_OBJECTIVE_: Copy out all the data, word for word.

Bounding box annotation entries
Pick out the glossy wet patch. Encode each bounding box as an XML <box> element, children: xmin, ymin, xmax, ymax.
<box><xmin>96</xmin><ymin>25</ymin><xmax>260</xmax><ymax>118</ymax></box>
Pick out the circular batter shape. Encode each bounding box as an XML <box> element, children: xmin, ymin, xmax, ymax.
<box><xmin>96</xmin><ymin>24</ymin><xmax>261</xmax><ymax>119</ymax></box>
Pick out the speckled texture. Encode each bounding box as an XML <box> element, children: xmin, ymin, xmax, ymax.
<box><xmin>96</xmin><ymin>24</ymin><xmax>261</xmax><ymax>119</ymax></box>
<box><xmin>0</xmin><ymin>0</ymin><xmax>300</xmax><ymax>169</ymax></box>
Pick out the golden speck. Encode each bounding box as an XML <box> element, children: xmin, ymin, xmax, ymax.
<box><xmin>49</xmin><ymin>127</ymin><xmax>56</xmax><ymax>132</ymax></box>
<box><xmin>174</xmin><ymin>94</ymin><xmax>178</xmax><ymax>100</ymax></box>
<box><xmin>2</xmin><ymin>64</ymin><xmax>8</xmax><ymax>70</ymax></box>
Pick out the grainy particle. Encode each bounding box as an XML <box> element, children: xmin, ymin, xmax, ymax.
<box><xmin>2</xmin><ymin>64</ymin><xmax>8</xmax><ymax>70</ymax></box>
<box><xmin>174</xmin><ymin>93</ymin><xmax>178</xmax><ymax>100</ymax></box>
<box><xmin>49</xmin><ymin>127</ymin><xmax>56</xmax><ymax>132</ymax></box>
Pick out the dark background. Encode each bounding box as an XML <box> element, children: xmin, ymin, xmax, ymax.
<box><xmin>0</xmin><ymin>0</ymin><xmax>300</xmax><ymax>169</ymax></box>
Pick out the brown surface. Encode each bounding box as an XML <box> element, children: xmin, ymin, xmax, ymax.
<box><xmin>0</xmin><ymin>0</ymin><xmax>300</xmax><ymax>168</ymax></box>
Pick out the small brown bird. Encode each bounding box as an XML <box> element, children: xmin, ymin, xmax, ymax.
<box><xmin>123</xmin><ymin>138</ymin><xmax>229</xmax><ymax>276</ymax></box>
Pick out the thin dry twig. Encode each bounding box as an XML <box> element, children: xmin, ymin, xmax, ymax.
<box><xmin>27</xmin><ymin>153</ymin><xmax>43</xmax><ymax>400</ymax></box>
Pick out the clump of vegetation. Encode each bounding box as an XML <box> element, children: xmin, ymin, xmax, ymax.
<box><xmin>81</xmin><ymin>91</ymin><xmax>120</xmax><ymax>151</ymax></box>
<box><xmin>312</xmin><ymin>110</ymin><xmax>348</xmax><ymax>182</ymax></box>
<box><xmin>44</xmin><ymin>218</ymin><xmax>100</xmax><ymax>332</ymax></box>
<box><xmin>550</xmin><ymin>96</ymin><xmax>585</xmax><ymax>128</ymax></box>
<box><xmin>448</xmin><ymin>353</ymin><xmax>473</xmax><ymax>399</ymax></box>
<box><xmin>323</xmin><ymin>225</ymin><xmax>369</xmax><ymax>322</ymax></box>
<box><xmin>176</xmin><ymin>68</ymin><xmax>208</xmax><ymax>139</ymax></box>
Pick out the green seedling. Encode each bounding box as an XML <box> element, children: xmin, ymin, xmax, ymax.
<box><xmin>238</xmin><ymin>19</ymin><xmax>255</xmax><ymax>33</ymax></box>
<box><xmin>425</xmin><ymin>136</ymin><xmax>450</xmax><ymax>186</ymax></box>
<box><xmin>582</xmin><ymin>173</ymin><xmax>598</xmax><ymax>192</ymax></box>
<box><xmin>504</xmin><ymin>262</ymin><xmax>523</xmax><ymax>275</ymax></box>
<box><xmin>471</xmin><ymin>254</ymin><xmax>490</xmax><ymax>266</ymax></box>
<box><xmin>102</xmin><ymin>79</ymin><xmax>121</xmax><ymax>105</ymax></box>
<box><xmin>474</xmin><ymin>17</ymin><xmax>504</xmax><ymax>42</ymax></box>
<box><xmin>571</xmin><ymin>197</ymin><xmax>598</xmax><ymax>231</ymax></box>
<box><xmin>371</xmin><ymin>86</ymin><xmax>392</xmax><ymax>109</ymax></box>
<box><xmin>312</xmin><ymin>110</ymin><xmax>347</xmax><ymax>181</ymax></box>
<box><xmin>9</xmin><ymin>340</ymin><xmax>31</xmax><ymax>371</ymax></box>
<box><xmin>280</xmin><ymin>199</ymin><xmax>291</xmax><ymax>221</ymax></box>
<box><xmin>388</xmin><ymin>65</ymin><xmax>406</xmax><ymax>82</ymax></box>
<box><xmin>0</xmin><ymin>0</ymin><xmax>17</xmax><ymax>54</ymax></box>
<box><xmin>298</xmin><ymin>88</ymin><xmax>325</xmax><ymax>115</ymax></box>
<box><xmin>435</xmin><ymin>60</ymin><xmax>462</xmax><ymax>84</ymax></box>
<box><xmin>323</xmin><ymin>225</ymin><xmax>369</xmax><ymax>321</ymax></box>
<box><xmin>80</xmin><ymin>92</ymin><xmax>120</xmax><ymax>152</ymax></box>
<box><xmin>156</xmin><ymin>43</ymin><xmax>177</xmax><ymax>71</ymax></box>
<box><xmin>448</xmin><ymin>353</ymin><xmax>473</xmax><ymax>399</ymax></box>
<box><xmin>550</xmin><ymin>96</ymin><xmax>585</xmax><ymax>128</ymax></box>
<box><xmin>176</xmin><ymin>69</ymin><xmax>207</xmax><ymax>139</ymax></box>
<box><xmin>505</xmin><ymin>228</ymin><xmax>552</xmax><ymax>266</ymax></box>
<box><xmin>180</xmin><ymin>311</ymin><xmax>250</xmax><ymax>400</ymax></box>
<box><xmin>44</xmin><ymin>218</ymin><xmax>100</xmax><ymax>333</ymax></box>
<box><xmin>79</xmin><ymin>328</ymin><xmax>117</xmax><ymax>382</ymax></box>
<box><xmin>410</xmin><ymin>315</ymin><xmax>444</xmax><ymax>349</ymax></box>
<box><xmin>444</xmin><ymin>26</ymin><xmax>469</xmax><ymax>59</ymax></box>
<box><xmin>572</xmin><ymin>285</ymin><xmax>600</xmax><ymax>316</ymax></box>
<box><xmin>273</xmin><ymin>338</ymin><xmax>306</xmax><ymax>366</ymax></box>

_IN RESPONSE_:
Pick out the glossy wet patch. Encode each bounding box as an XML <box> element, children: xmin, ymin, xmax, ymax.
<box><xmin>96</xmin><ymin>25</ymin><xmax>260</xmax><ymax>118</ymax></box>
Pick out the circular batter shape. Encode each bounding box as an XML <box> element, children: xmin, ymin, xmax, ymax.
<box><xmin>96</xmin><ymin>24</ymin><xmax>261</xmax><ymax>119</ymax></box>
Pick out the speckled texture. Encode each bounding box as an XML <box> element, children: xmin, ymin, xmax, ymax.
<box><xmin>96</xmin><ymin>24</ymin><xmax>261</xmax><ymax>119</ymax></box>
<box><xmin>0</xmin><ymin>0</ymin><xmax>300</xmax><ymax>169</ymax></box>
Pick out the golden speck. Encode each bounding box as an XML <box> element, children: xmin, ymin, xmax, ymax.
<box><xmin>49</xmin><ymin>127</ymin><xmax>56</xmax><ymax>132</ymax></box>
<box><xmin>174</xmin><ymin>94</ymin><xmax>178</xmax><ymax>100</ymax></box>
<box><xmin>2</xmin><ymin>64</ymin><xmax>8</xmax><ymax>70</ymax></box>
Pick out the grainy particle. Encode each bounding box as an XML <box> element, children: xmin, ymin, xmax, ymax.
<box><xmin>2</xmin><ymin>64</ymin><xmax>8</xmax><ymax>70</ymax></box>
<box><xmin>174</xmin><ymin>93</ymin><xmax>178</xmax><ymax>100</ymax></box>
<box><xmin>49</xmin><ymin>127</ymin><xmax>56</xmax><ymax>132</ymax></box>
Pick out the dark background. Encode each bounding box as an XML <box> element, children: xmin, ymin, xmax, ymax.
<box><xmin>0</xmin><ymin>0</ymin><xmax>300</xmax><ymax>169</ymax></box>
Pick out the brown surface. Encode each bounding box as an XML <box> element, children: xmin, ymin, xmax, ymax.
<box><xmin>0</xmin><ymin>0</ymin><xmax>300</xmax><ymax>168</ymax></box>
Pick out the small brown bird. Encode each bounding box as an XML <box> element, children: xmin, ymin, xmax, ymax.
<box><xmin>123</xmin><ymin>138</ymin><xmax>229</xmax><ymax>276</ymax></box>
Pick out the thin dry twig. Encode each bounding box as an XML <box> element, children: xmin, ymin, xmax, ymax.
<box><xmin>27</xmin><ymin>153</ymin><xmax>43</xmax><ymax>400</ymax></box>
Pick out the clump of vegetation. Encode each bounding box as an XML <box> element, children: xmin, ymin, xmax, ymax.
<box><xmin>81</xmin><ymin>91</ymin><xmax>120</xmax><ymax>151</ymax></box>
<box><xmin>312</xmin><ymin>110</ymin><xmax>348</xmax><ymax>182</ymax></box>
<box><xmin>44</xmin><ymin>218</ymin><xmax>100</xmax><ymax>332</ymax></box>
<box><xmin>550</xmin><ymin>96</ymin><xmax>585</xmax><ymax>128</ymax></box>
<box><xmin>448</xmin><ymin>353</ymin><xmax>473</xmax><ymax>399</ymax></box>
<box><xmin>323</xmin><ymin>225</ymin><xmax>369</xmax><ymax>322</ymax></box>
<box><xmin>176</xmin><ymin>68</ymin><xmax>208</xmax><ymax>139</ymax></box>
Pick out the green seedling. Encode each bounding box as an XML <box> element, children: xmin, ymin, xmax, ymax.
<box><xmin>238</xmin><ymin>19</ymin><xmax>255</xmax><ymax>33</ymax></box>
<box><xmin>425</xmin><ymin>136</ymin><xmax>450</xmax><ymax>186</ymax></box>
<box><xmin>582</xmin><ymin>173</ymin><xmax>598</xmax><ymax>192</ymax></box>
<box><xmin>504</xmin><ymin>262</ymin><xmax>523</xmax><ymax>275</ymax></box>
<box><xmin>471</xmin><ymin>254</ymin><xmax>490</xmax><ymax>266</ymax></box>
<box><xmin>102</xmin><ymin>79</ymin><xmax>121</xmax><ymax>105</ymax></box>
<box><xmin>474</xmin><ymin>17</ymin><xmax>504</xmax><ymax>42</ymax></box>
<box><xmin>571</xmin><ymin>197</ymin><xmax>598</xmax><ymax>231</ymax></box>
<box><xmin>371</xmin><ymin>86</ymin><xmax>392</xmax><ymax>109</ymax></box>
<box><xmin>312</xmin><ymin>110</ymin><xmax>347</xmax><ymax>181</ymax></box>
<box><xmin>9</xmin><ymin>340</ymin><xmax>31</xmax><ymax>371</ymax></box>
<box><xmin>280</xmin><ymin>199</ymin><xmax>291</xmax><ymax>221</ymax></box>
<box><xmin>388</xmin><ymin>65</ymin><xmax>406</xmax><ymax>82</ymax></box>
<box><xmin>0</xmin><ymin>0</ymin><xmax>17</xmax><ymax>54</ymax></box>
<box><xmin>298</xmin><ymin>88</ymin><xmax>325</xmax><ymax>115</ymax></box>
<box><xmin>435</xmin><ymin>60</ymin><xmax>462</xmax><ymax>84</ymax></box>
<box><xmin>323</xmin><ymin>225</ymin><xmax>369</xmax><ymax>321</ymax></box>
<box><xmin>80</xmin><ymin>92</ymin><xmax>120</xmax><ymax>152</ymax></box>
<box><xmin>156</xmin><ymin>43</ymin><xmax>177</xmax><ymax>71</ymax></box>
<box><xmin>448</xmin><ymin>353</ymin><xmax>473</xmax><ymax>399</ymax></box>
<box><xmin>550</xmin><ymin>96</ymin><xmax>585</xmax><ymax>128</ymax></box>
<box><xmin>176</xmin><ymin>69</ymin><xmax>207</xmax><ymax>139</ymax></box>
<box><xmin>505</xmin><ymin>228</ymin><xmax>552</xmax><ymax>266</ymax></box>
<box><xmin>180</xmin><ymin>311</ymin><xmax>250</xmax><ymax>400</ymax></box>
<box><xmin>44</xmin><ymin>218</ymin><xmax>100</xmax><ymax>333</ymax></box>
<box><xmin>79</xmin><ymin>328</ymin><xmax>117</xmax><ymax>382</ymax></box>
<box><xmin>410</xmin><ymin>315</ymin><xmax>444</xmax><ymax>349</ymax></box>
<box><xmin>444</xmin><ymin>26</ymin><xmax>469</xmax><ymax>59</ymax></box>
<box><xmin>572</xmin><ymin>285</ymin><xmax>600</xmax><ymax>316</ymax></box>
<box><xmin>273</xmin><ymin>338</ymin><xmax>306</xmax><ymax>366</ymax></box>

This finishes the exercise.